■ The data:
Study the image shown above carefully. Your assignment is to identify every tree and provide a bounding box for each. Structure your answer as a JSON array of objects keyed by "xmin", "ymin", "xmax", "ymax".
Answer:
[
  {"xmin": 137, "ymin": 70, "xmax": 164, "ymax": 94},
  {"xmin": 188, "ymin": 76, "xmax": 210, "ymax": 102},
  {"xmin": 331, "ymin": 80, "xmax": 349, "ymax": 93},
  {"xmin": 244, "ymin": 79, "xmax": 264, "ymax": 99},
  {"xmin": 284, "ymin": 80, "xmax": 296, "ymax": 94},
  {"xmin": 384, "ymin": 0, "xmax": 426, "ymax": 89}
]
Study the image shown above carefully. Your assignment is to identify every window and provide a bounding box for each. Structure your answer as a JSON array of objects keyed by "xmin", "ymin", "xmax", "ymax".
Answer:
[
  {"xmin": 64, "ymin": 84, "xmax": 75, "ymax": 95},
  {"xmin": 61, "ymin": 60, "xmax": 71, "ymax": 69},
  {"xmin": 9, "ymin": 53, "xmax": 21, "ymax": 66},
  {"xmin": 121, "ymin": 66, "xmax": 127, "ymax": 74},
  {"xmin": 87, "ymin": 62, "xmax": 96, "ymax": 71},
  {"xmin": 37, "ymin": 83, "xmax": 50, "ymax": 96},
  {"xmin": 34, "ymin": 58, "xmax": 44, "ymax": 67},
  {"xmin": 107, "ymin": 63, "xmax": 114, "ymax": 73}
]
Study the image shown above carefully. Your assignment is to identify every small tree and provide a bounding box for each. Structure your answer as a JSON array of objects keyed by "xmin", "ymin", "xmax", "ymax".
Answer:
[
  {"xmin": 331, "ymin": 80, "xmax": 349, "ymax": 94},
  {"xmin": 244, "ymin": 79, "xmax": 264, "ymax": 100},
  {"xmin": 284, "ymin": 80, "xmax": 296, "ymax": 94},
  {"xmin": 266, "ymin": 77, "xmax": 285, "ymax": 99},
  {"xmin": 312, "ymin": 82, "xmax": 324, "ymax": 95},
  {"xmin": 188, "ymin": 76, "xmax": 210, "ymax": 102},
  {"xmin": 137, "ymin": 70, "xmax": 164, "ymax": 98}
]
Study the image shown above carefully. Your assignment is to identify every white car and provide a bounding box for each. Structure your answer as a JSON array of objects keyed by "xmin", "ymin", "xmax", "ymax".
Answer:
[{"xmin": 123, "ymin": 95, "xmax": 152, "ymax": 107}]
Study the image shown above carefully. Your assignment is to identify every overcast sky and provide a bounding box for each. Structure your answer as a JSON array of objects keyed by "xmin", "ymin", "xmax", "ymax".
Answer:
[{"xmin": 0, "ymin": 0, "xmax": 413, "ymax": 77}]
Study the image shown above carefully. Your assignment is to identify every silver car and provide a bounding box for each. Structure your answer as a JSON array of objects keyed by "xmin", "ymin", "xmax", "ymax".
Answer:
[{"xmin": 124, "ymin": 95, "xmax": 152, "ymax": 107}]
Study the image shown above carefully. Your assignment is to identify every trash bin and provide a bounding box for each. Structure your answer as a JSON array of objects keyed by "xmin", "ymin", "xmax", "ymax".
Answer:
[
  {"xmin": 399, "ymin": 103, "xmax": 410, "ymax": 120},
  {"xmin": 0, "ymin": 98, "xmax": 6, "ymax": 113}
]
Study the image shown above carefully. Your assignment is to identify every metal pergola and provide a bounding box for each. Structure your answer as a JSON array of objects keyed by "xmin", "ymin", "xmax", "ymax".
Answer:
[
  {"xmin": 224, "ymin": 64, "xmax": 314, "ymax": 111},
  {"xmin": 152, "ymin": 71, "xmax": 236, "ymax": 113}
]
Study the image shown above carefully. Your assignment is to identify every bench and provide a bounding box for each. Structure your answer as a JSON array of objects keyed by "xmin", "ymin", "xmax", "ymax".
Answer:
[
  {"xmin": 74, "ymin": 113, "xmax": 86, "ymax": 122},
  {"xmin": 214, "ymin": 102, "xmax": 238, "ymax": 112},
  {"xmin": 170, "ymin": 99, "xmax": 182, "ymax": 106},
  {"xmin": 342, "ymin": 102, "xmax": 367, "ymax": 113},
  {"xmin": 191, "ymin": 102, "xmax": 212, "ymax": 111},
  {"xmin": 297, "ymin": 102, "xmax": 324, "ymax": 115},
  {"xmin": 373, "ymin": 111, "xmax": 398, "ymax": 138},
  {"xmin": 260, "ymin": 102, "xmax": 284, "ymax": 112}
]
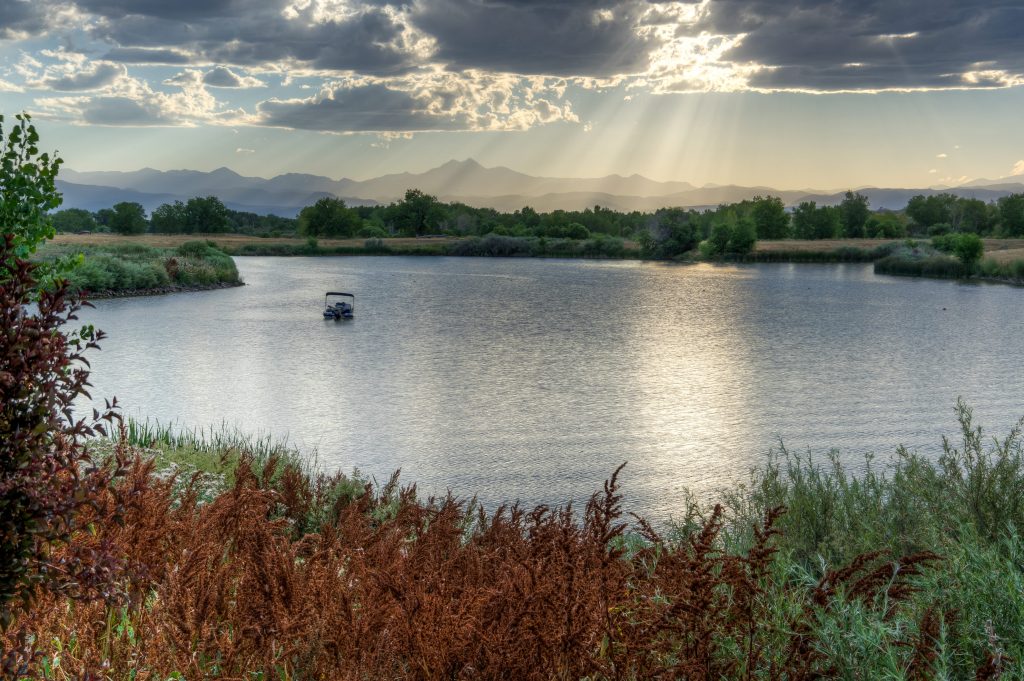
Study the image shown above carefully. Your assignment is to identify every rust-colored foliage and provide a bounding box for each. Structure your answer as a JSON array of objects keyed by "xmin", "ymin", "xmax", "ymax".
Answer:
[
  {"xmin": 0, "ymin": 233, "xmax": 119, "ymax": 630},
  {"xmin": 0, "ymin": 448, "xmax": 962, "ymax": 679}
]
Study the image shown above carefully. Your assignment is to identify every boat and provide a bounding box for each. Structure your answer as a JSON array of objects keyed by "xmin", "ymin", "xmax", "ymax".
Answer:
[{"xmin": 324, "ymin": 291, "xmax": 355, "ymax": 320}]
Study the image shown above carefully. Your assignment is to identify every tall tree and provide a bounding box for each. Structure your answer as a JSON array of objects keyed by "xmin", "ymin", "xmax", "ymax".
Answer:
[
  {"xmin": 839, "ymin": 191, "xmax": 871, "ymax": 239},
  {"xmin": 185, "ymin": 197, "xmax": 228, "ymax": 232},
  {"xmin": 150, "ymin": 201, "xmax": 188, "ymax": 235},
  {"xmin": 111, "ymin": 201, "xmax": 147, "ymax": 235},
  {"xmin": 906, "ymin": 194, "xmax": 956, "ymax": 227},
  {"xmin": 53, "ymin": 208, "xmax": 96, "ymax": 233},
  {"xmin": 393, "ymin": 189, "xmax": 444, "ymax": 236},
  {"xmin": 793, "ymin": 201, "xmax": 842, "ymax": 239},
  {"xmin": 0, "ymin": 114, "xmax": 63, "ymax": 257},
  {"xmin": 751, "ymin": 197, "xmax": 790, "ymax": 239},
  {"xmin": 299, "ymin": 197, "xmax": 362, "ymax": 237},
  {"xmin": 998, "ymin": 194, "xmax": 1024, "ymax": 237}
]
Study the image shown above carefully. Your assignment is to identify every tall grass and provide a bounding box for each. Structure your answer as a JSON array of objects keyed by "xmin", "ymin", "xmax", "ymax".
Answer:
[
  {"xmin": 40, "ymin": 241, "xmax": 241, "ymax": 294},
  {"xmin": 4, "ymin": 403, "xmax": 1024, "ymax": 679}
]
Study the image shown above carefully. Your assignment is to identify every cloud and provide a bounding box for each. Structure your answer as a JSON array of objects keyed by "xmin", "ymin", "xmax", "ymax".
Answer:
[
  {"xmin": 103, "ymin": 47, "xmax": 191, "ymax": 65},
  {"xmin": 41, "ymin": 61, "xmax": 128, "ymax": 91},
  {"xmin": 411, "ymin": 0, "xmax": 654, "ymax": 76},
  {"xmin": 79, "ymin": 0, "xmax": 423, "ymax": 75},
  {"xmin": 257, "ymin": 72, "xmax": 578, "ymax": 133},
  {"xmin": 203, "ymin": 67, "xmax": 266, "ymax": 88},
  {"xmin": 164, "ymin": 67, "xmax": 266, "ymax": 89},
  {"xmin": 0, "ymin": 0, "xmax": 48, "ymax": 40},
  {"xmin": 36, "ymin": 77, "xmax": 246, "ymax": 127},
  {"xmin": 259, "ymin": 85, "xmax": 468, "ymax": 132},
  {"xmin": 693, "ymin": 0, "xmax": 1024, "ymax": 91}
]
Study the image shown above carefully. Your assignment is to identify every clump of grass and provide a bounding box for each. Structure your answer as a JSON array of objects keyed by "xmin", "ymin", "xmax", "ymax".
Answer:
[
  {"xmin": 5, "ymin": 403, "xmax": 1024, "ymax": 679},
  {"xmin": 34, "ymin": 241, "xmax": 241, "ymax": 294},
  {"xmin": 874, "ymin": 242, "xmax": 973, "ymax": 279}
]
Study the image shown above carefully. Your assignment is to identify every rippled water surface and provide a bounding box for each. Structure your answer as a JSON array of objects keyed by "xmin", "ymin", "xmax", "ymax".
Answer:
[{"xmin": 82, "ymin": 257, "xmax": 1024, "ymax": 519}]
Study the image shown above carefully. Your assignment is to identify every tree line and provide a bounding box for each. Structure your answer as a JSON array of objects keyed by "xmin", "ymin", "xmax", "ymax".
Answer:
[{"xmin": 52, "ymin": 188, "xmax": 1024, "ymax": 252}]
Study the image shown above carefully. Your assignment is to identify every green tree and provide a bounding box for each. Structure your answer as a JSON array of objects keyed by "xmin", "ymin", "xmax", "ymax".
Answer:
[
  {"xmin": 932, "ymin": 232, "xmax": 985, "ymax": 268},
  {"xmin": 52, "ymin": 208, "xmax": 96, "ymax": 233},
  {"xmin": 751, "ymin": 197, "xmax": 790, "ymax": 239},
  {"xmin": 864, "ymin": 212, "xmax": 906, "ymax": 239},
  {"xmin": 111, "ymin": 201, "xmax": 147, "ymax": 235},
  {"xmin": 906, "ymin": 194, "xmax": 957, "ymax": 227},
  {"xmin": 0, "ymin": 114, "xmax": 63, "ymax": 258},
  {"xmin": 839, "ymin": 191, "xmax": 871, "ymax": 239},
  {"xmin": 92, "ymin": 208, "xmax": 114, "ymax": 231},
  {"xmin": 392, "ymin": 189, "xmax": 444, "ymax": 236},
  {"xmin": 997, "ymin": 194, "xmax": 1024, "ymax": 237},
  {"xmin": 299, "ymin": 197, "xmax": 362, "ymax": 237},
  {"xmin": 793, "ymin": 201, "xmax": 842, "ymax": 239},
  {"xmin": 951, "ymin": 199, "xmax": 995, "ymax": 235},
  {"xmin": 150, "ymin": 201, "xmax": 188, "ymax": 235},
  {"xmin": 953, "ymin": 232, "xmax": 985, "ymax": 267},
  {"xmin": 728, "ymin": 215, "xmax": 758, "ymax": 255},
  {"xmin": 701, "ymin": 210, "xmax": 736, "ymax": 256},
  {"xmin": 639, "ymin": 208, "xmax": 699, "ymax": 258},
  {"xmin": 184, "ymin": 197, "xmax": 228, "ymax": 233}
]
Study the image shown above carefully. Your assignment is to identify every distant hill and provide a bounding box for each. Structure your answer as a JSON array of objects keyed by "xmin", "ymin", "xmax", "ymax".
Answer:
[{"xmin": 57, "ymin": 160, "xmax": 1024, "ymax": 217}]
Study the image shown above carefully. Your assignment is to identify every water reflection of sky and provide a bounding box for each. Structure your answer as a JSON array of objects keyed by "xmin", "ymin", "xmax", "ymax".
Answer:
[{"xmin": 82, "ymin": 257, "xmax": 1024, "ymax": 518}]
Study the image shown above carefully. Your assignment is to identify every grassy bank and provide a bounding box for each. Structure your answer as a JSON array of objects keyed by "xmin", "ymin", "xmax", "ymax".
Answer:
[
  {"xmin": 6, "ymin": 406, "xmax": 1024, "ymax": 679},
  {"xmin": 38, "ymin": 240, "xmax": 242, "ymax": 297},
  {"xmin": 874, "ymin": 241, "xmax": 1024, "ymax": 285}
]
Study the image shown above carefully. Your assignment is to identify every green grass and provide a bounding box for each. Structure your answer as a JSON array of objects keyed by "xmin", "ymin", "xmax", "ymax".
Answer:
[
  {"xmin": 38, "ymin": 241, "xmax": 241, "ymax": 293},
  {"xmin": 64, "ymin": 401, "xmax": 1024, "ymax": 679}
]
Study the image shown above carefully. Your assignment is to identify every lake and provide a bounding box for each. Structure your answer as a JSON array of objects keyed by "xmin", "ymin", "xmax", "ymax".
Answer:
[{"xmin": 81, "ymin": 257, "xmax": 1024, "ymax": 520}]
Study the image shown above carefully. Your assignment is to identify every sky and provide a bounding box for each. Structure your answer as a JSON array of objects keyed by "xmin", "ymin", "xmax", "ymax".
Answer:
[{"xmin": 0, "ymin": 0, "xmax": 1024, "ymax": 189}]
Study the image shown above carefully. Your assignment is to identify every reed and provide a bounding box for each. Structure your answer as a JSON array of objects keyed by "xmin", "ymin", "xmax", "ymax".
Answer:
[{"xmin": 4, "ymin": 403, "xmax": 1024, "ymax": 679}]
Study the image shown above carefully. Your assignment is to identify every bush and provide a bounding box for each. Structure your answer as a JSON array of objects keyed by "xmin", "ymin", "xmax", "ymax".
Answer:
[
  {"xmin": 447, "ymin": 233, "xmax": 534, "ymax": 257},
  {"xmin": 0, "ymin": 233, "xmax": 121, "ymax": 630},
  {"xmin": 932, "ymin": 232, "xmax": 985, "ymax": 267},
  {"xmin": 355, "ymin": 224, "xmax": 388, "ymax": 239}
]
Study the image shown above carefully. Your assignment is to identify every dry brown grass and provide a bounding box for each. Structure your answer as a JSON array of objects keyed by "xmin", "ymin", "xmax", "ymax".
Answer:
[
  {"xmin": 0, "ymin": 450, "xmax": 958, "ymax": 680},
  {"xmin": 754, "ymin": 239, "xmax": 899, "ymax": 253}
]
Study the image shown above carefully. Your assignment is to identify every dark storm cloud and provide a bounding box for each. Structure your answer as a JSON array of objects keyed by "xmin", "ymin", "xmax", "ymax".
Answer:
[
  {"xmin": 203, "ymin": 67, "xmax": 242, "ymax": 87},
  {"xmin": 259, "ymin": 85, "xmax": 462, "ymax": 132},
  {"xmin": 413, "ymin": 0, "xmax": 651, "ymax": 76},
  {"xmin": 0, "ymin": 0, "xmax": 47, "ymax": 40},
  {"xmin": 697, "ymin": 0, "xmax": 1024, "ymax": 90},
  {"xmin": 42, "ymin": 61, "xmax": 126, "ymax": 91},
  {"xmin": 83, "ymin": 0, "xmax": 414, "ymax": 75},
  {"xmin": 76, "ymin": 0, "xmax": 239, "ymax": 22}
]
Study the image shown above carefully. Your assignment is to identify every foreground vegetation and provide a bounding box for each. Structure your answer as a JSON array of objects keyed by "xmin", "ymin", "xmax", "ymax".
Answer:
[
  {"xmin": 5, "ymin": 405, "xmax": 1024, "ymax": 679},
  {"xmin": 38, "ymin": 241, "xmax": 242, "ymax": 298}
]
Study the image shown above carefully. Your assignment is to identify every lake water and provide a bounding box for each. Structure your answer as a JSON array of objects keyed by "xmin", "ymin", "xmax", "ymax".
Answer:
[{"xmin": 81, "ymin": 257, "xmax": 1024, "ymax": 520}]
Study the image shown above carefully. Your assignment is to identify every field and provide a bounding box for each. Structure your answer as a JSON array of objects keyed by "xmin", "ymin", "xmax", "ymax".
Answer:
[{"xmin": 53, "ymin": 233, "xmax": 460, "ymax": 251}]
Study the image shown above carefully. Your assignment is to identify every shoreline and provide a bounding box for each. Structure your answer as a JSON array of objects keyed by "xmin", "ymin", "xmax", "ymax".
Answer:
[{"xmin": 78, "ymin": 282, "xmax": 246, "ymax": 300}]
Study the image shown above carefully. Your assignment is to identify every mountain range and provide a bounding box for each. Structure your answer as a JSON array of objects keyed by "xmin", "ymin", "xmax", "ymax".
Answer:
[{"xmin": 57, "ymin": 160, "xmax": 1024, "ymax": 217}]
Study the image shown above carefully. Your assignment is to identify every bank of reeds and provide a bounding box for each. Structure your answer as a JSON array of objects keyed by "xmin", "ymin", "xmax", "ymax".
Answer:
[
  {"xmin": 34, "ymin": 241, "xmax": 241, "ymax": 297},
  {"xmin": 0, "ymin": 405, "xmax": 1024, "ymax": 679},
  {"xmin": 738, "ymin": 244, "xmax": 895, "ymax": 262}
]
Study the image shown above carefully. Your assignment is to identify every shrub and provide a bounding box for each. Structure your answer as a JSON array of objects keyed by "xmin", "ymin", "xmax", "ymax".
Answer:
[
  {"xmin": 0, "ymin": 233, "xmax": 121, "ymax": 629},
  {"xmin": 355, "ymin": 223, "xmax": 387, "ymax": 239}
]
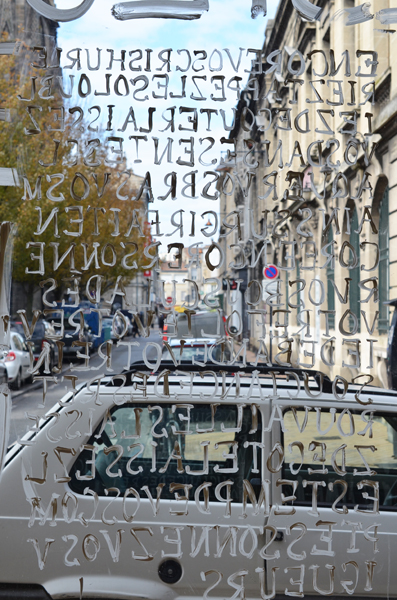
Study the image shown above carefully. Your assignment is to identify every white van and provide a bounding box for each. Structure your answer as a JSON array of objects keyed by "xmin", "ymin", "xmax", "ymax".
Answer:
[{"xmin": 0, "ymin": 365, "xmax": 397, "ymax": 600}]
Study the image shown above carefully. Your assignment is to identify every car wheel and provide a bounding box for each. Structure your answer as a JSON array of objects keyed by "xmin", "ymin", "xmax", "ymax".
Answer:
[{"xmin": 12, "ymin": 369, "xmax": 22, "ymax": 390}]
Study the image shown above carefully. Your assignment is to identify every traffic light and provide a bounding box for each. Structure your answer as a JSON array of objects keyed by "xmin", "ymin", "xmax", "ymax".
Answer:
[{"xmin": 222, "ymin": 277, "xmax": 237, "ymax": 292}]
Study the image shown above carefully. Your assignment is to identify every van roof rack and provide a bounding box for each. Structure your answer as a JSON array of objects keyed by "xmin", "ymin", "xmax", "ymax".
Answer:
[{"xmin": 106, "ymin": 360, "xmax": 336, "ymax": 394}]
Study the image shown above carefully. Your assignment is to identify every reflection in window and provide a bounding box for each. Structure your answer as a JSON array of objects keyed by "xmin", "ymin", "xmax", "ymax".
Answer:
[
  {"xmin": 283, "ymin": 408, "xmax": 397, "ymax": 510},
  {"xmin": 70, "ymin": 403, "xmax": 261, "ymax": 502},
  {"xmin": 327, "ymin": 225, "xmax": 335, "ymax": 329},
  {"xmin": 378, "ymin": 188, "xmax": 389, "ymax": 333},
  {"xmin": 349, "ymin": 207, "xmax": 361, "ymax": 333}
]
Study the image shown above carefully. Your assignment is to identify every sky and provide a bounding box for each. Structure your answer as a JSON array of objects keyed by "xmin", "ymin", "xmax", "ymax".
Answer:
[{"xmin": 51, "ymin": 0, "xmax": 276, "ymax": 243}]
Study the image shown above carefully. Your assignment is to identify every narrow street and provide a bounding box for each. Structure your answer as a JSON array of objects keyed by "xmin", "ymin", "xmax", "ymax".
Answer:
[{"xmin": 9, "ymin": 329, "xmax": 161, "ymax": 444}]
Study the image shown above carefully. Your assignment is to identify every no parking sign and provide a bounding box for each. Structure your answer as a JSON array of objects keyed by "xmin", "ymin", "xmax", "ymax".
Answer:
[{"xmin": 263, "ymin": 265, "xmax": 279, "ymax": 281}]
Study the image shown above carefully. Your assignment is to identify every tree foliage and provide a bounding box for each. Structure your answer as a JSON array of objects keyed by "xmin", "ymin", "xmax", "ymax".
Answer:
[{"xmin": 0, "ymin": 41, "xmax": 150, "ymax": 304}]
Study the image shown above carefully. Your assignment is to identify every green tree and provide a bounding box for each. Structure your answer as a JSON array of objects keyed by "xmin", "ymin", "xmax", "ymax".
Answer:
[{"xmin": 0, "ymin": 44, "xmax": 150, "ymax": 312}]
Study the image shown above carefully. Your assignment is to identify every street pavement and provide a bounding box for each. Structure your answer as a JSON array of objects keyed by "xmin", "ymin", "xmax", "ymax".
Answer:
[{"xmin": 9, "ymin": 328, "xmax": 162, "ymax": 444}]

■ What is required:
Will you write out the lines above word for word, beginning at the line that has "identify every street" and stopping after the final line of the records?

■ Complete output:
Study the image shown above carefully. Your assignment is to identify every street pavement and provide a bounding box for each. Structure your answer as a JSON array of objects keyed by "xmin", "ymin", "xmax", "ymax".
Answer:
[{"xmin": 9, "ymin": 328, "xmax": 162, "ymax": 444}]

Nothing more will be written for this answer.